:: ROWS

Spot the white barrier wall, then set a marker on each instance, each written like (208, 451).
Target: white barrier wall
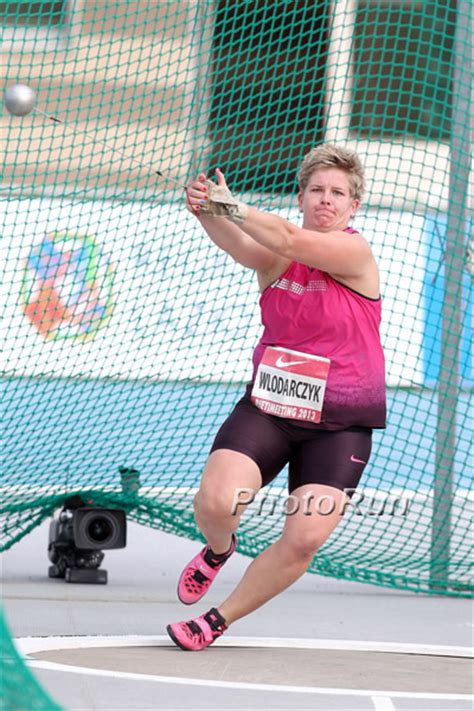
(143, 294)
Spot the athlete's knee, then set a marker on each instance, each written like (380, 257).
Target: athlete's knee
(213, 502)
(304, 545)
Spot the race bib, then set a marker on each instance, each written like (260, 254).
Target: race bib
(290, 384)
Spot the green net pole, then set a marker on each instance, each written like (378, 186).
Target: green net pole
(200, 22)
(454, 264)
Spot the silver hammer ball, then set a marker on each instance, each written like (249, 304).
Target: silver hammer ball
(19, 99)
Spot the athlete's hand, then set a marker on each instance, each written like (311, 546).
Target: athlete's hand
(208, 198)
(197, 194)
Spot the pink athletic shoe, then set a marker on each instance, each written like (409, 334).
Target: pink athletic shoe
(199, 633)
(198, 575)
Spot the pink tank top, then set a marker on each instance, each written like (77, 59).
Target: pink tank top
(307, 310)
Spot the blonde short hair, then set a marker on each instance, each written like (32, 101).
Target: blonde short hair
(327, 155)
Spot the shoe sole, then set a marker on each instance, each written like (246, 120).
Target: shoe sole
(169, 629)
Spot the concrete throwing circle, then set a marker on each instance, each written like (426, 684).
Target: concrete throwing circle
(294, 665)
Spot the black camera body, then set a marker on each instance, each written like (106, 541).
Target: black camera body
(77, 538)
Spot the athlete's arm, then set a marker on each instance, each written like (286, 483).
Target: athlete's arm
(229, 237)
(336, 252)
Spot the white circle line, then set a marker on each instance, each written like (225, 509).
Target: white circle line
(214, 683)
(30, 645)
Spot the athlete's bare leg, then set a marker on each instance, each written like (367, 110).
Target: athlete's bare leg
(225, 473)
(287, 559)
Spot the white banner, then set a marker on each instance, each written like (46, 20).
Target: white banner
(133, 291)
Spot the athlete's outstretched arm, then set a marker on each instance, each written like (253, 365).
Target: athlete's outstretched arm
(335, 252)
(226, 235)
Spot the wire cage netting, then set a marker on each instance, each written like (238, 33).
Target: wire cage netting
(127, 335)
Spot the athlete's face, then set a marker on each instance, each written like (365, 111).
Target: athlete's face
(326, 202)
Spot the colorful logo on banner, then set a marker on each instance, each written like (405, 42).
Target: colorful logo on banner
(67, 287)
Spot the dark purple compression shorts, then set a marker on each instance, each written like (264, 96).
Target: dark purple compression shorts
(334, 458)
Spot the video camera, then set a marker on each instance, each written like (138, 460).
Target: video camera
(77, 537)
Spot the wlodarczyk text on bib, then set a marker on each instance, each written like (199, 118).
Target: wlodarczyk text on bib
(291, 384)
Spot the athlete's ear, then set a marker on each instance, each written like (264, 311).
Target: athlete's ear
(300, 201)
(355, 207)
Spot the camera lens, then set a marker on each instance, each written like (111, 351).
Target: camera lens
(99, 529)
(95, 529)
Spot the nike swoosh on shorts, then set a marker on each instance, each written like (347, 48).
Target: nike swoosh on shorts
(280, 363)
(359, 461)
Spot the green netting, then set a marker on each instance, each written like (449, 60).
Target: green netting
(19, 690)
(128, 336)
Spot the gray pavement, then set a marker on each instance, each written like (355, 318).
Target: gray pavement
(325, 644)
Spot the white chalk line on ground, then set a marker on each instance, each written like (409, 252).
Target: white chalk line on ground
(31, 645)
(383, 703)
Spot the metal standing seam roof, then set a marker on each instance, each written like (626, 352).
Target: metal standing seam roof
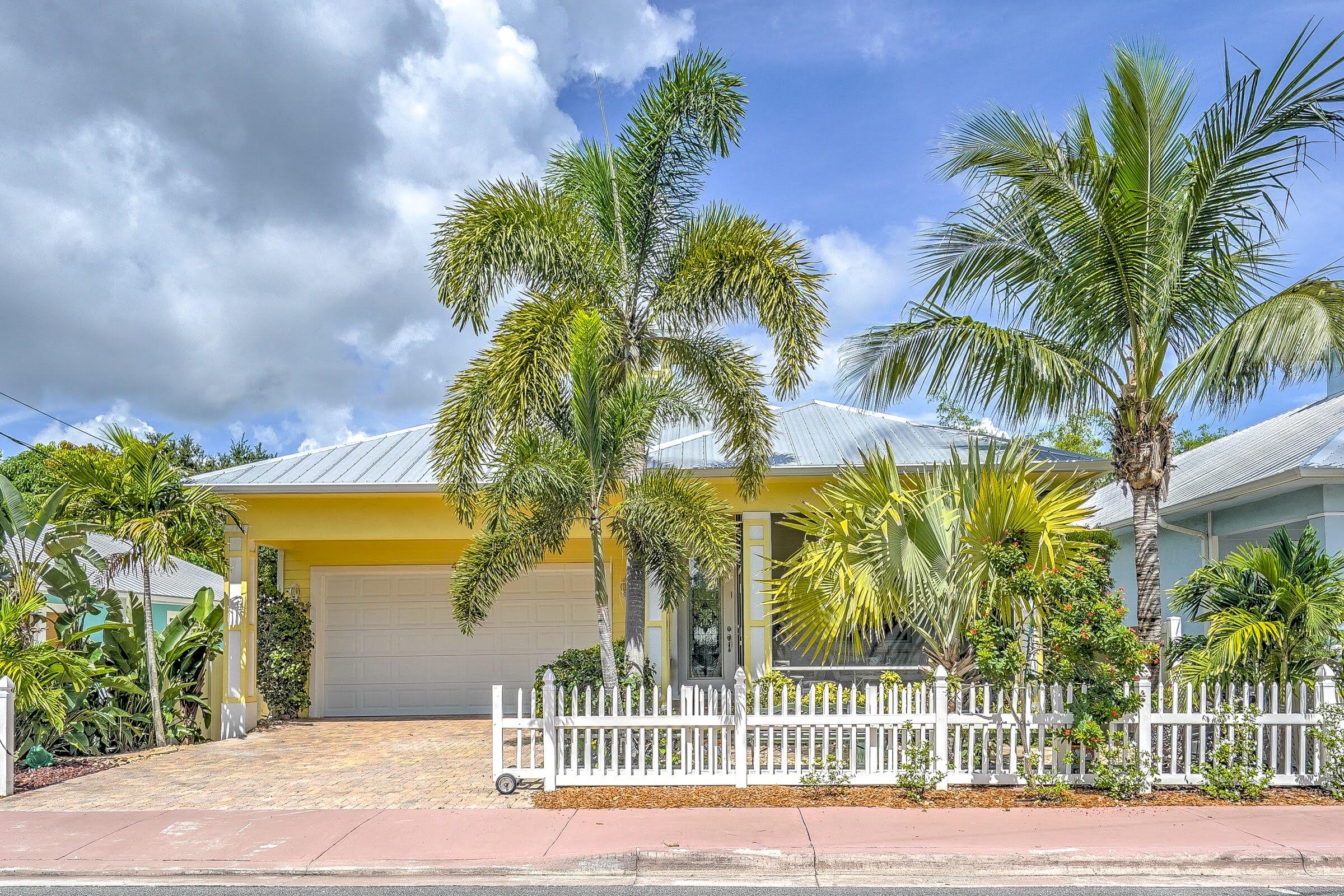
(810, 436)
(1307, 440)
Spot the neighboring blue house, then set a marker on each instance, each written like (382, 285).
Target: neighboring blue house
(1284, 472)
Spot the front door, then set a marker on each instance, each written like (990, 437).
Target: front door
(709, 625)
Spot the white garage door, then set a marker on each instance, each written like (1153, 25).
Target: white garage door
(390, 648)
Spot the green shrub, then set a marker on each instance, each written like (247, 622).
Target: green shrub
(1329, 734)
(1043, 782)
(917, 774)
(1231, 770)
(582, 668)
(827, 780)
(1121, 770)
(284, 652)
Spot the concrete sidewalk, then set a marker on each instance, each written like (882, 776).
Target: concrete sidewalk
(808, 846)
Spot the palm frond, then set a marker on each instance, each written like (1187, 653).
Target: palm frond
(1016, 372)
(506, 233)
(726, 268)
(1289, 338)
(729, 385)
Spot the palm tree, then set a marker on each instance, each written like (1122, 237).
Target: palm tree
(143, 500)
(619, 231)
(889, 548)
(1131, 267)
(575, 466)
(1275, 612)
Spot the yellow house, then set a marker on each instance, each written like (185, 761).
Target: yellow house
(366, 539)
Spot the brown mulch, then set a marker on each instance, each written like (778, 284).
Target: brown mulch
(699, 797)
(62, 770)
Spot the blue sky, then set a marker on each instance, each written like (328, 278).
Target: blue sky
(239, 246)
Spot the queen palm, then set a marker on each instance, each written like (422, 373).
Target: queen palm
(572, 466)
(885, 547)
(1127, 264)
(619, 230)
(143, 500)
(1275, 613)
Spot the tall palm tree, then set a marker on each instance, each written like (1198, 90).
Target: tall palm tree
(619, 230)
(1275, 613)
(1127, 264)
(575, 466)
(144, 501)
(890, 548)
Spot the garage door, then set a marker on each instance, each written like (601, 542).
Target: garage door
(390, 647)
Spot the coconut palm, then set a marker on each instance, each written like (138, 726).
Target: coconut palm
(889, 548)
(573, 466)
(1275, 613)
(144, 501)
(1127, 264)
(619, 230)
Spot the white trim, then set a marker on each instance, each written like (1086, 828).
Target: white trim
(1278, 523)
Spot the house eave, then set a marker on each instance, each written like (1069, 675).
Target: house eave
(1237, 494)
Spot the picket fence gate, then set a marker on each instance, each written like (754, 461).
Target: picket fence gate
(822, 734)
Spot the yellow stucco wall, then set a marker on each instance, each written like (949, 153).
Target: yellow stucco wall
(417, 528)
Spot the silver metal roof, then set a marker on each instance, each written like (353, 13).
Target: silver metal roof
(1305, 441)
(811, 436)
(182, 581)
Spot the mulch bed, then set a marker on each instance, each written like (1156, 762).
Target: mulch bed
(62, 770)
(699, 797)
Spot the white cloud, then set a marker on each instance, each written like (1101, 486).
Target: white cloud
(326, 426)
(240, 231)
(867, 278)
(82, 432)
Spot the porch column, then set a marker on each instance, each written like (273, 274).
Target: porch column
(239, 700)
(656, 632)
(756, 562)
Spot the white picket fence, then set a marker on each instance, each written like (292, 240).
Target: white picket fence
(979, 735)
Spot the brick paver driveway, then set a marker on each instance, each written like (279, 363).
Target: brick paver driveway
(330, 763)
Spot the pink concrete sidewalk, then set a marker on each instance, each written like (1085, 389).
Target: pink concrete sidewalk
(1281, 841)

::::

Print all of the records shown above exactly, leaving out each picture.

- _TASK RESULT_
Spot the white barrier wall, then set a marker on each instance, each written like (208, 451).
Target: white barrier wall
(143, 294)
Spot the athlete's knee, then set a marker on each instance, each written like (380, 257).
Target: athlete's knee
(213, 502)
(304, 545)
Spot the race bib, then set a marker on each instance, each written like (260, 254).
Target: race bib
(290, 384)
Spot the green net pole, then set a marker on each instance, each written like (378, 186).
Target: green net pole
(200, 22)
(454, 264)
Spot the silver hammer ball, then set a marker on each instance, each written like (249, 304).
Target: silver hammer ball
(19, 99)
Spot the athlete's hand, then set a marker on each instance, each written like (311, 546).
Target: athlete's hand
(208, 198)
(197, 194)
Spot the pink athletic shoe, then set a marker on each instance, each written like (409, 334).
Target: pink athletic shoe
(199, 633)
(198, 575)
Spot the pink tank top, then set a marker on each instance, each written like (77, 59).
Target: pink tank top
(307, 310)
Spot the blonde short hair, then set a marker on each instance, each written like (32, 101).
Target: blonde short hair
(327, 155)
Spot the shoe sole, then set a marker on each instance, each written like (246, 120).
Target: shoe sole
(169, 629)
Spot the concrete throwing circle, then set a marker on each instance, each written like (426, 684).
Target: concrete throwing circle
(294, 665)
Spot the black camera body, then set a marker on each instance, each written like (106, 541).
Target: black camera body
(77, 538)
Spot the athlete's arm, then set a marker on each instance, each written like (286, 483).
Target: athlete's arm
(229, 237)
(336, 252)
Spot the white circle line, then set a marker on each instance, each written like (225, 509).
Target: white circle line
(214, 683)
(30, 645)
Spot the athlete's bare leg, then set a marker on each instance, each written like (367, 110).
Target: athlete's bare leg
(225, 473)
(287, 559)
Spot the white banner, then set a marker on each instance, each written like (46, 20).
Target: white banner
(133, 291)
Spot the athlete's outstretched arm, then set a marker on each instance, each written like (253, 365).
Target: athlete's outstretched arm
(335, 252)
(226, 235)
Spot the wire cage netting, then set a marker on each instance, each written like (238, 33).
Target: wire cage netting
(127, 335)
Spot the athlete's face, then set a marker on each instance, each written like (365, 111).
Target: athlete's face
(326, 202)
Spot the colorful logo on banner, then set a marker on each instance, each written like (405, 42).
Target: colorful logo on banner
(67, 287)
Spot the dark purple compression shorts, then set a marker on each instance, each written like (264, 96).
Target: dark purple compression shorts
(334, 458)
Spot the video camera, then set a marker on each instance, each written like (138, 460).
Target: video camera
(77, 537)
Spot the wlodarczyk text on bib, then set a marker on each instance, each written like (199, 118).
Target: wlodarczyk text on bib
(291, 384)
Spot the athlete's ear, then set a marker on each instance, each written like (264, 311).
Target: athlete's ear
(300, 201)
(355, 207)
Spot the camera lens, then set a marker on each instance, each written like (111, 351).
Target: camera lens
(99, 529)
(95, 529)
Spot the nike swoosh on shorts, then set a marker on each instance, each written like (347, 48).
Target: nike swoosh on shorts
(280, 363)
(359, 461)
Spot the green netting, then set a marker on each instance, each written like (449, 60).
Target: green netting
(19, 690)
(128, 336)
Spot the gray pavement, then set a marker on each instance, each written like (355, 318).
Target: gray pavement
(325, 644)
Spot the white chalk line on ground, then set a marker on each instance, each written like (409, 252).
Target: white chalk line on ground
(31, 645)
(383, 703)
Spot the metal standing seam roof, then set a marker on each instance, each written like (626, 352).
Target: metal standing seam roof
(810, 436)
(1307, 440)
Spot the neighboring blue house, then set a marker on each instance, each written like (382, 285).
Target: neighboring blue house
(1284, 472)
Spot the front door, then set a marker on each instance, each written like (990, 437).
Target: front door
(709, 625)
Spot the white garage door, then set a marker on each instance, each written like (1153, 25).
Target: white garage door
(390, 648)
Spot the green shrub, then set a marker on each instance, each written like (247, 622).
Target: green shrub
(1329, 734)
(1043, 782)
(917, 774)
(1231, 770)
(582, 668)
(827, 780)
(1121, 770)
(284, 652)
Spot the concrete sidewalk, then set a marker on each instance, each written like (882, 776).
Target: concrete sidewalk
(808, 846)
Spot the palm frond, then set a marker on each instance, each written like (1187, 653).
Target: palm frond
(1016, 372)
(506, 233)
(726, 268)
(1289, 338)
(729, 385)
Spot the palm tree, then set a marker on each instance, each written like (1122, 237).
Target: palm tree
(143, 500)
(619, 231)
(889, 548)
(1131, 267)
(575, 466)
(1275, 612)
Spot the yellow house, then set a marker on each instance, each written like (185, 761).
Target: yellow house
(366, 539)
Spot the brown mulch, then set a marker on each instance, each written like (778, 284).
Target: brown mulch
(699, 797)
(62, 770)
Spot the blue sky, then set a marker on each instance, each written like (328, 278).
Target: blue sky
(239, 246)
Spot the queen palm, then set a marker on each instance, each written like (422, 373).
Target: queen palm
(572, 466)
(885, 547)
(1127, 264)
(619, 230)
(143, 500)
(1275, 613)
Spot the tall palm tree, then set a marker on each instance, each written like (1198, 90).
Target: tall palm tree
(619, 230)
(1275, 613)
(1127, 264)
(575, 466)
(144, 501)
(890, 548)
Spot the garage door, then set a marker on each instance, each written like (601, 542).
Target: garage door
(390, 647)
Spot the coconut palm, then set a marker on each instance, each written like (138, 726).
Target: coconut palm
(889, 548)
(573, 466)
(1275, 613)
(144, 501)
(1127, 264)
(619, 230)
Spot the white trim, then set a marker on each instance, each written like (1086, 828).
Target: white trim
(1278, 523)
Spot the house eave, then set a marker on each instance, each written like (1069, 675).
Target: house eave
(1237, 494)
Spot the picket fence gate, then set a marker on each instance, each written like (754, 461).
Target: picket fence gate
(822, 734)
Spot the yellow stucco wall, then set a marker on each instance, each written like (949, 153).
Target: yellow stucco wall
(417, 528)
Spot the silver metal roof, then set a marker on each instance, each written like (353, 13).
Target: silver metal roof
(1305, 441)
(811, 436)
(182, 581)
Spot the mulch bed, then set a marker on each instance, each written like (1156, 762).
Target: mulch bed
(62, 770)
(699, 797)
Spot the white cloud, then set a marker on each instance, each written like (1101, 486).
Target: white cloud
(326, 426)
(240, 231)
(867, 278)
(82, 432)
Spot the porch column, then set a marker on each instance, each written like (273, 274).
Target: porch column
(239, 700)
(656, 632)
(756, 562)
Spot the white picket fence, then set a marker on each instance, each written like (292, 240).
Target: white picket fence
(979, 735)
Spot the brick paver driveway, then set a marker on each instance, each written like (279, 363).
Target: brick paver driveway
(330, 763)
Spot the pink concrete sidewalk, then set a marker on each instance, each written like (1085, 389).
Target: pink concrete sidewalk
(1281, 841)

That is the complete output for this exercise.